(Position identification records)

------------------------------------------------------------------------

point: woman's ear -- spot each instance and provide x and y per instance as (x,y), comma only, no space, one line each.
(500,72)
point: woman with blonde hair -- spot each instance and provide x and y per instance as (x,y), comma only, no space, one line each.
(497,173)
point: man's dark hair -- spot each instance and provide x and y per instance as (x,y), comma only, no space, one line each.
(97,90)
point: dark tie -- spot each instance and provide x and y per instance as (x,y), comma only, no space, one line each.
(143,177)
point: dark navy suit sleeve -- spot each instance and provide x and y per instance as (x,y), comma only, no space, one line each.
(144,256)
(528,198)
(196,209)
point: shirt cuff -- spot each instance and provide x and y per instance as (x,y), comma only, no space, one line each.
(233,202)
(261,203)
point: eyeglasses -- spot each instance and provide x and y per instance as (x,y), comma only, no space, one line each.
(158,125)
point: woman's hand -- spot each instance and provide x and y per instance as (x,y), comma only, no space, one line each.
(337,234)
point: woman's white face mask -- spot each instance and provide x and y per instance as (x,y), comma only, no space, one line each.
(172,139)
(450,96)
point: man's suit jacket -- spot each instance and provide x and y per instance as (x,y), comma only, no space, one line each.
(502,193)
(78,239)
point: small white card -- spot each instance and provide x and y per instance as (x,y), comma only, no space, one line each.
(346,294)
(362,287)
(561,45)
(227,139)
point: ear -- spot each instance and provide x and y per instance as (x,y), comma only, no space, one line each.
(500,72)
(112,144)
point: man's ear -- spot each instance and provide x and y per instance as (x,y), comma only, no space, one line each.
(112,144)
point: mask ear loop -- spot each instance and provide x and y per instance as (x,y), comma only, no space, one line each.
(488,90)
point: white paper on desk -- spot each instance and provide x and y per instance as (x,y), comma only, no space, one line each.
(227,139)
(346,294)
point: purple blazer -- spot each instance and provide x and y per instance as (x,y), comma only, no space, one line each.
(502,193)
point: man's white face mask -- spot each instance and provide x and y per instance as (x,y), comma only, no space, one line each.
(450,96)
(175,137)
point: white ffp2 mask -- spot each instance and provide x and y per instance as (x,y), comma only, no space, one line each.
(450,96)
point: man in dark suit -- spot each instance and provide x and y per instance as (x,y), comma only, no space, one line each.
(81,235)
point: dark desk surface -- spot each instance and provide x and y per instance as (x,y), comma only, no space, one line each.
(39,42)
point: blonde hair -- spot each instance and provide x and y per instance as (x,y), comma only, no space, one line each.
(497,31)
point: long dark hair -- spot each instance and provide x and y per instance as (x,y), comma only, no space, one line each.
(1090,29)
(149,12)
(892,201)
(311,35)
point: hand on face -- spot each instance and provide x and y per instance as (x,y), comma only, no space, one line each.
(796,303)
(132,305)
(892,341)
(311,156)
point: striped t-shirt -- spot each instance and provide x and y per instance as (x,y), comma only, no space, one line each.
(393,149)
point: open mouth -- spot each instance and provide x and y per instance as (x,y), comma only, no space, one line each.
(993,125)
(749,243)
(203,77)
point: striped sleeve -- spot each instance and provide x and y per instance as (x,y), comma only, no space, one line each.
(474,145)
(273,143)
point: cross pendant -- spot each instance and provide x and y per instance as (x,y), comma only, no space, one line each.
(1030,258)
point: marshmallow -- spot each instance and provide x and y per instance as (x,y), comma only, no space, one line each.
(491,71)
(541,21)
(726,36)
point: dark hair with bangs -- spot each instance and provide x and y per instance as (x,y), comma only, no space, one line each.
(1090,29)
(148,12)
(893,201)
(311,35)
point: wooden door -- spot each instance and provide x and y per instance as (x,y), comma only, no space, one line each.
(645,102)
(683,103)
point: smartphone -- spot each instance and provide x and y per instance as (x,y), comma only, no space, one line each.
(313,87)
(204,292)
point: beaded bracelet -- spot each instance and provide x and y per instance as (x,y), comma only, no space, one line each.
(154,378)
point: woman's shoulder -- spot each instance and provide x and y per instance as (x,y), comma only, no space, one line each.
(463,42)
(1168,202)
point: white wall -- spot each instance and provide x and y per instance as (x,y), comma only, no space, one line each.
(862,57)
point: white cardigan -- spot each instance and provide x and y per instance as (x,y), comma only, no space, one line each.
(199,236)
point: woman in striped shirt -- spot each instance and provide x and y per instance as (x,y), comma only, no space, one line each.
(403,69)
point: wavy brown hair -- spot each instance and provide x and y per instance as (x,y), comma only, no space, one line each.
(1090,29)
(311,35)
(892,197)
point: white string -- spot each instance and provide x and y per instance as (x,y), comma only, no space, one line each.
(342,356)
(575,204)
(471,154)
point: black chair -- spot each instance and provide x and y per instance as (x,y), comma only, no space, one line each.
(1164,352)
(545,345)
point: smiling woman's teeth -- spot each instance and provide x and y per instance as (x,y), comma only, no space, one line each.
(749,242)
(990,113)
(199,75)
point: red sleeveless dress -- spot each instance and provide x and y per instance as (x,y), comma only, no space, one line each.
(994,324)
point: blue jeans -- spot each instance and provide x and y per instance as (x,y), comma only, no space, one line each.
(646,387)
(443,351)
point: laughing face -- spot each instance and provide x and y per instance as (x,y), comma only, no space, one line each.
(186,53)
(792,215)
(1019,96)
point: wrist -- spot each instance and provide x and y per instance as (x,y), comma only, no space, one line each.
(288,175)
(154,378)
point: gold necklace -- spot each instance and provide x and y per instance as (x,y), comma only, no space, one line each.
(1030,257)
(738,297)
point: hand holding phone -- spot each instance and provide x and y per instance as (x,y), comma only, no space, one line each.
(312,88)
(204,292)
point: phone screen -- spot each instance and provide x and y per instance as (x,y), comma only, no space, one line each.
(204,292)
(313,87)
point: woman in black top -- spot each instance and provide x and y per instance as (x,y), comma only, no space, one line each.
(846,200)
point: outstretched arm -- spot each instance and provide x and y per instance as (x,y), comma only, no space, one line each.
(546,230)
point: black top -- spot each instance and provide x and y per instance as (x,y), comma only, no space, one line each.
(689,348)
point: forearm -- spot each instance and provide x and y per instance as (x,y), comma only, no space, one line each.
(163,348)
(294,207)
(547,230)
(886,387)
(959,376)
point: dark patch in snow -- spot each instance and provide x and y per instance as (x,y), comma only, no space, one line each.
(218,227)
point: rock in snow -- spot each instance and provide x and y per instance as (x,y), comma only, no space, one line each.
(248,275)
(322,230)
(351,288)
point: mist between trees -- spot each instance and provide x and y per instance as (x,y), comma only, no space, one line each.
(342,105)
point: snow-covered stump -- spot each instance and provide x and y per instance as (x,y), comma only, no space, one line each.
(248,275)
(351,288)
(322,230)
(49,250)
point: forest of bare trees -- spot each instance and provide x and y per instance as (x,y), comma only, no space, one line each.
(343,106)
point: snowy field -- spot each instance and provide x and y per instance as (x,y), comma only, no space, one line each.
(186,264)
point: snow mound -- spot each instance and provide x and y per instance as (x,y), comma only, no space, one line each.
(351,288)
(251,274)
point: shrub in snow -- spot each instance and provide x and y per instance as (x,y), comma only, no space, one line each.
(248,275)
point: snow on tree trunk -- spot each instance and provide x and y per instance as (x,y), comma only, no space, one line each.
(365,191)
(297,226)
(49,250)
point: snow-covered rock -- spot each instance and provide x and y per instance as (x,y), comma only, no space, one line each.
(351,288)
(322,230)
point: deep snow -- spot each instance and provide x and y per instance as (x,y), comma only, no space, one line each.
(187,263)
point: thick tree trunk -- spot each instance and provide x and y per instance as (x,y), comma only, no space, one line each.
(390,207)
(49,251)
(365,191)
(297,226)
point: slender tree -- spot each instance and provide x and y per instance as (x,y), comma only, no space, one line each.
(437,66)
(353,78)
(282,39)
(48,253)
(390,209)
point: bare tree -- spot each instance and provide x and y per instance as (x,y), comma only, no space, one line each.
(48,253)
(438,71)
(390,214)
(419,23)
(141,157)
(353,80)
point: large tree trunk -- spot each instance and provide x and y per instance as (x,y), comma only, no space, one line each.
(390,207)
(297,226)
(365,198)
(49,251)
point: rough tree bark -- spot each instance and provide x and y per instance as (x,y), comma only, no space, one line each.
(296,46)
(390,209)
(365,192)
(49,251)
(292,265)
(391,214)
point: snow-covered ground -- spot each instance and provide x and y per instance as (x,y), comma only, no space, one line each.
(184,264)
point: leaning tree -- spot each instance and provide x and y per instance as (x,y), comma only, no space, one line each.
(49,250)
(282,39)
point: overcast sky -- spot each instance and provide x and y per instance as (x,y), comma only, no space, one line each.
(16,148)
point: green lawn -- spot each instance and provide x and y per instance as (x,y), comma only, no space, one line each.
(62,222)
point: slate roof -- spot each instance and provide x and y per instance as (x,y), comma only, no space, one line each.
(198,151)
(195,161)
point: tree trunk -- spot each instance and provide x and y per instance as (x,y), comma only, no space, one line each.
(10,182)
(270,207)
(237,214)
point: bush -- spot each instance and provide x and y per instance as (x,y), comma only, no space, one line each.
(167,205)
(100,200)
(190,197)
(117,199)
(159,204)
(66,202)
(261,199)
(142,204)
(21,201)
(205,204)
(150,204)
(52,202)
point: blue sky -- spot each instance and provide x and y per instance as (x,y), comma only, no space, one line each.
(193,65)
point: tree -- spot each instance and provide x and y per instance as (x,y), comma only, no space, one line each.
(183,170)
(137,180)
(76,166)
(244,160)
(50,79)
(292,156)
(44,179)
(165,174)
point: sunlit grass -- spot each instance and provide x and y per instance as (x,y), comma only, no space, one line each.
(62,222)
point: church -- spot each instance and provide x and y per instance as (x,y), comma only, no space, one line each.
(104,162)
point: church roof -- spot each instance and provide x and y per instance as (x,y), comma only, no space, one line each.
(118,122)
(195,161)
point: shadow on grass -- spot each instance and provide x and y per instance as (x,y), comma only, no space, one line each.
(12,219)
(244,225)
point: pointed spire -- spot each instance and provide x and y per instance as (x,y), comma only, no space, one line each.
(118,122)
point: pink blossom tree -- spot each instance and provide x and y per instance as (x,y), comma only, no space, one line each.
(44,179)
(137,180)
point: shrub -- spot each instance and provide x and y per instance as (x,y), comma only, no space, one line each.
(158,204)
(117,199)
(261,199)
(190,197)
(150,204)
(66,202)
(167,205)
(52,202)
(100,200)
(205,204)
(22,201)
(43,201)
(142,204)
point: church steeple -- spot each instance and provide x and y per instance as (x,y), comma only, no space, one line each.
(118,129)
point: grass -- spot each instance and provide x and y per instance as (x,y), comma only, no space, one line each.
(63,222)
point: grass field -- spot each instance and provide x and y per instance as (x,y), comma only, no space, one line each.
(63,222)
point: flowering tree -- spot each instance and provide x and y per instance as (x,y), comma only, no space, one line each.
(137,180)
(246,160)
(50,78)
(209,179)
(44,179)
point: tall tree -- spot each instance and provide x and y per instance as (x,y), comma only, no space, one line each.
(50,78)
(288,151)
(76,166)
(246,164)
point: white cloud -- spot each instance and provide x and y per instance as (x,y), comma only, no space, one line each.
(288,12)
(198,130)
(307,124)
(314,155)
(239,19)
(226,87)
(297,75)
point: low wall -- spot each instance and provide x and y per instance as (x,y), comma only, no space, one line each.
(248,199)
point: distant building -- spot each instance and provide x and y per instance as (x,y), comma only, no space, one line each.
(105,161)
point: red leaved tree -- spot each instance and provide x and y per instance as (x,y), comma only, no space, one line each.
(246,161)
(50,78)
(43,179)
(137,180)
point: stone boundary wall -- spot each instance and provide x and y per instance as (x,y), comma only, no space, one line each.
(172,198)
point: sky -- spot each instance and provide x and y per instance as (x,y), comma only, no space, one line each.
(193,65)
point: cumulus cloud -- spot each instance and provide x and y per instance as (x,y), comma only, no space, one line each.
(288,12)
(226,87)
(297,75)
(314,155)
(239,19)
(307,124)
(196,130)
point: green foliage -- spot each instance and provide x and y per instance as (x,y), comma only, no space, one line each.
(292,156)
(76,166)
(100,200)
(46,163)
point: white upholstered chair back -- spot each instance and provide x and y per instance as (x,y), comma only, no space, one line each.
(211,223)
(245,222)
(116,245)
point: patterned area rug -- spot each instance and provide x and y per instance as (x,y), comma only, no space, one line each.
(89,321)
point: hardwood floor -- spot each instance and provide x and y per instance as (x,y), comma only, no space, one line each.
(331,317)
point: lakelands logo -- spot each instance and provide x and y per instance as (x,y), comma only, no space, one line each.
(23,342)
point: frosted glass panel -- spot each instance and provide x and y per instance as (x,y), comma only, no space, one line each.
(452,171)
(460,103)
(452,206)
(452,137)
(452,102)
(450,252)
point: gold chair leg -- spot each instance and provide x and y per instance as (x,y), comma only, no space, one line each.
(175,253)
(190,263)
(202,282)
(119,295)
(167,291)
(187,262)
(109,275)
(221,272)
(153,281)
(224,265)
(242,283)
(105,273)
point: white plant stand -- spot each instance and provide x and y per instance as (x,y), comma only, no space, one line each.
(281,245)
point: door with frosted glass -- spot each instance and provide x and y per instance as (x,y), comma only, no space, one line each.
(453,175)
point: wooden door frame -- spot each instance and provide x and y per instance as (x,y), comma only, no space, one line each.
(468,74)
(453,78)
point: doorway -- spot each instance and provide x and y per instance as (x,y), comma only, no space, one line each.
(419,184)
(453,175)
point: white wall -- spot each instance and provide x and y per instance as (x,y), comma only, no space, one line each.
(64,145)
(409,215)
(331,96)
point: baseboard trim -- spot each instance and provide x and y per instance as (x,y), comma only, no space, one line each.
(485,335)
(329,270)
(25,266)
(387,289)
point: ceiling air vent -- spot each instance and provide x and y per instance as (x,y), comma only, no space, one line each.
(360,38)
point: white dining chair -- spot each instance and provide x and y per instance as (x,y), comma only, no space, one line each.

------------------------------------------------------------------------

■ **Given request**
Output, without any change, the lines of the data starting at the line that contains "point: baseboard trim" and ending at the last line of the data.

■ **Exercise result**
point: baseboard trim -- spot each instance and provide x and y per instance as (x,y), comma only, no space, one line each.
(485,335)
(329,270)
(25,266)
(387,289)
point: ceiling air vent -- spot each instance and provide x and y per instance as (x,y), comma only, no space, one line each.
(360,38)
point: white dining chair -- spot each instance and provide x and y per instance as (x,y), comma only, no space, one line each.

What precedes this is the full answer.